-- Available data follows --
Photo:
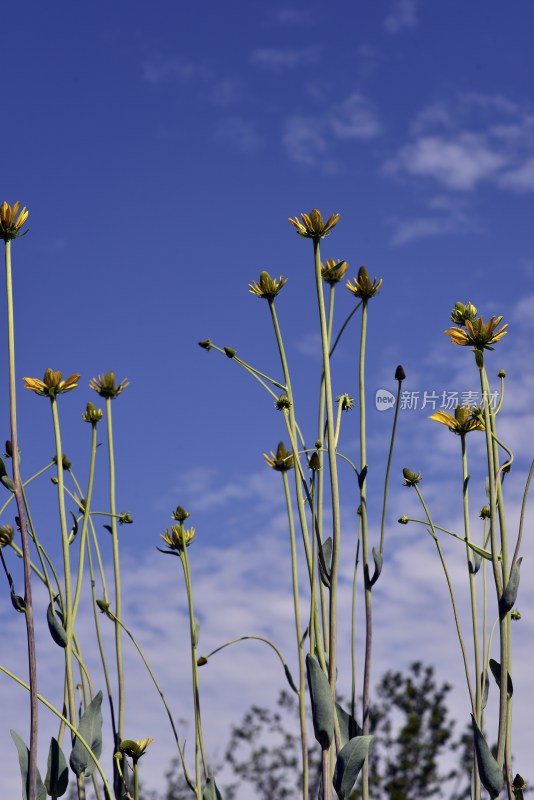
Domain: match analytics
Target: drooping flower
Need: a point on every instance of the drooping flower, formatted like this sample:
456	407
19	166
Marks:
282	461
313	225
135	748
178	537
461	313
52	384
463	421
333	271
105	385
11	221
267	287
478	334
363	286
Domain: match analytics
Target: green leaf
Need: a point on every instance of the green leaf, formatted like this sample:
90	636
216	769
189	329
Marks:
210	790
57	631
379	563
18	602
496	672
290	680
90	727
488	769
74	531
510	593
24	758
321	703
57	776
348	727
349	762
325	562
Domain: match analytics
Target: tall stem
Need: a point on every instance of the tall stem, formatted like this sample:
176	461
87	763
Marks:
118	598
30	632
332	462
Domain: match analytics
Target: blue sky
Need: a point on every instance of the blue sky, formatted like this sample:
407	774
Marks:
160	152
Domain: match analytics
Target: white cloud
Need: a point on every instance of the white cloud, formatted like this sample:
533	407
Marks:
278	59
402	16
310	140
240	133
478	139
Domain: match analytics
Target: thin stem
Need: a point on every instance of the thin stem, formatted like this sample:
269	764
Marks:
298	633
28	602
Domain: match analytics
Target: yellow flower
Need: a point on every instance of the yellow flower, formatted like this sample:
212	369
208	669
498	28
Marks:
280	462
363	286
463	421
478	334
267	287
178	536
314	227
10	223
333	271
51	385
135	748
106	387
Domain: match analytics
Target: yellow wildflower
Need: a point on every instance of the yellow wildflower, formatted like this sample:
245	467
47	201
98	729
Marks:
52	384
313	226
10	223
478	334
463	421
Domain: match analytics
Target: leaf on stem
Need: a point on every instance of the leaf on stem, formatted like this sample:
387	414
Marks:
90	727
57	776
349	762
321	703
488	768
24	757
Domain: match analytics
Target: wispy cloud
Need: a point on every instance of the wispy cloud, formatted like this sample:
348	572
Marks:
478	139
402	16
310	139
277	59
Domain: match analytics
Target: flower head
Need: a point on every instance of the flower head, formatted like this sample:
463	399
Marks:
6	535
333	271
461	313
10	223
178	537
92	414
267	287
463	421
478	334
410	478
363	286
106	387
134	748
52	384
313	225
280	462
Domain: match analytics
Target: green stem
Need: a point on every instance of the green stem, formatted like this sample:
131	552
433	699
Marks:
453	601
298	633
66	722
199	739
117	577
30	631
67	606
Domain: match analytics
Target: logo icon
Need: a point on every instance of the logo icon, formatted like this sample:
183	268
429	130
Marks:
-- Available data concluded --
- **Required work**
Transcribe the records in full and exactly. Pictures stay out.

- **Solution for this task**
Photo:
Domain: match analytics
Target: drooping flower
Need: a point on every instance of the drooping flower, formatted like this sample:
456	407
19	166
Marks:
282	461
313	225
135	748
178	537
461	313
52	384
463	421
333	271
105	385
11	221
267	287
478	334
363	286
Domain: match analytics
Target: green leaf
Need: a point on every instance of the green leaf, formatted like this sample:
90	636
216	769
189	329
Marks:
210	790
57	631
379	563
18	602
496	672
290	680
90	727
488	769
74	531
510	593
24	758
321	703
57	776
348	727
349	762
325	562
Domain: match analytics
Target: tall stem
Need: a point on every instance of the tall stem, formatted like this sample:
176	461
87	763
Marks:
118	598
30	632
332	462
Domain: match analytics
Target: blue sky
Need: a point on every instance of the blue sky, formatted like this sample:
407	774
Marks:
160	152
Domain: match analytics
Target: white cloud
Need: a point on every instance of the white cloud, formatted like this sample:
533	407
Marks:
278	59
402	16
310	140
240	133
478	139
Domain: match analytics
Target: thin stem
Need: a point on every instance of the thin stem, formatted like this sample:
269	764
Marks:
298	633
28	602
Domain: match analytics
Target: yellow flower
Need: a point on every instance of the yellow flower, formatted like this sample:
212	369
208	669
498	28
Marks:
280	462
363	286
463	421
478	334
267	287
178	536
314	227
10	223
333	271
51	385
135	748
106	387
Domain: match analytics
Target: yellow wildflower
Need: a point on every instance of the yellow wildflower, formatted like this sample:
245	467
47	201
98	729
Marks:
52	384
313	226
10	223
478	334
463	421
Domain: match analytics
Target: leaf on stem
Need: a point on every instance of the leaf on stem, formatted like this sample:
387	414
Marks:
90	727
57	776
349	762
321	703
488	768
24	757
Domain: match analytics
Target: wispy cloud
Need: a point on every instance of the wispy cloud, formatted like this sample:
348	572
Marks:
478	139
402	16
310	139
277	59
Domain: match analytics
Target: flower head
Need: a point on every instance of the flower head, formatted like this sample:
463	399
Marks:
6	535
333	271
461	313
10	223
178	537
92	414
267	287
463	421
478	334
410	478
363	286
106	387
134	748
52	384
313	225
280	462
Domain: match analytics
Target: green stem
Need: a point on every instance of the green stem, formatted like this sample:
131	552
433	699
Marks:
453	601
298	633
66	722
199	739
117	577
30	631
67	606
Domain: match analytics
Target: logo icon
Need: a point on every instance of the logo icon, formatted like this sample:
183	268
429	130
Marks:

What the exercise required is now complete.